● Questions to answer
1. Reproduce word for word the stretch of the fall essay from "When my girls" through "clear: we won’t.".
2. Write the next part of the fall essay, starting after its final sentence.

When my girls were little, I occasionally sang a few lines from an old song — just around the corner there’s a rainbow in the sky, so let’s all have another cup of coffee.
For the record, neither daughter is a fan of this song, or of my singing, at all.
These days, there’s no around the corner, or, if there is, we’re just not looking there. Election? Halloween? That once eternal late-fall slide towards the holidays and whatever those might bring….
In a strange kind of way, this hovers on relief — no worries this year about whether we’ll have any family at our holiday table — the divorced mother’s woe — as the answer is clear: we won’t.
In the void, we move from cup of coffee to a spontaneous late afternoon walk with a friend. And the fall foliage is still mighty fine.
I wake before dawn thinking of shuffleboard and listen to the rain pattering.

● Data below
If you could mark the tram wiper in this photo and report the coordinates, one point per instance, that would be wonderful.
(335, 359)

● Answer set
1.
When my girls were little, I occasionally sang a few lines from an old song — just around the corner there’s a rainbow in the sky, so let’s all have another cup of coffee.
For the record, neither daughter is a fan of this song, or of my singing, at all.
These days, there’s no around the corner, or, if there is, we’re just not looking there. Election? Halloween? That once eternal late-fall slide towards the holidays and whatever those might bring….
In a strange kind of way, this hovers on relief — no worries this year about whether we’ll have any family at our holiday table — the divorced mother’s woe — as the answer is clear: we won’t.

2.
It’s Wednesday, and my high school daughter is home today. With high school in session two days a week, she’s patched together a strange schedule. Yesterday, she walked to school around ten (skipping the idiocy of study hall in the gym), had algebra and driver’s ed, and spent the afternoon playing soccer.
I lie in the dark, grateful beyond grateful for soccer.
When her father and I divorced, I kept thinking, my god, we need to do better for this girl. So it goes with school this year. Really? I keep thinking. Is this the best I can do?
I remind myself, again, that I’m part of the problem. At 15, she’s stepped into a kind of college schedule, coming and going, utterly responsible for her own work, burrowed on the couch with her school-issued Chrome book, determined.
The truth is, the best has long since slipped out of vision. Hence, perhaps, the appeal of a shipboard game, hours of leisurely chat, surrounded by the glittering sea.
I’m not about to get that shuffleboard option. I rise and feed the hungry cats, brew coffee and open my laptop.
Rain falls steadily — a welcome sound. The chaos of the world is clamoring loudly. Meanwhile, my daughter leans into her work. I brew more coffee. Day by day — the only way to parent.
On a balmy afternoon, I’m on Nature Conservancy Property in Greensboro, Vermont — Barr Hill — the first place my daughters hiked. Nearby lies the glassy blue gem of Lake Caspian.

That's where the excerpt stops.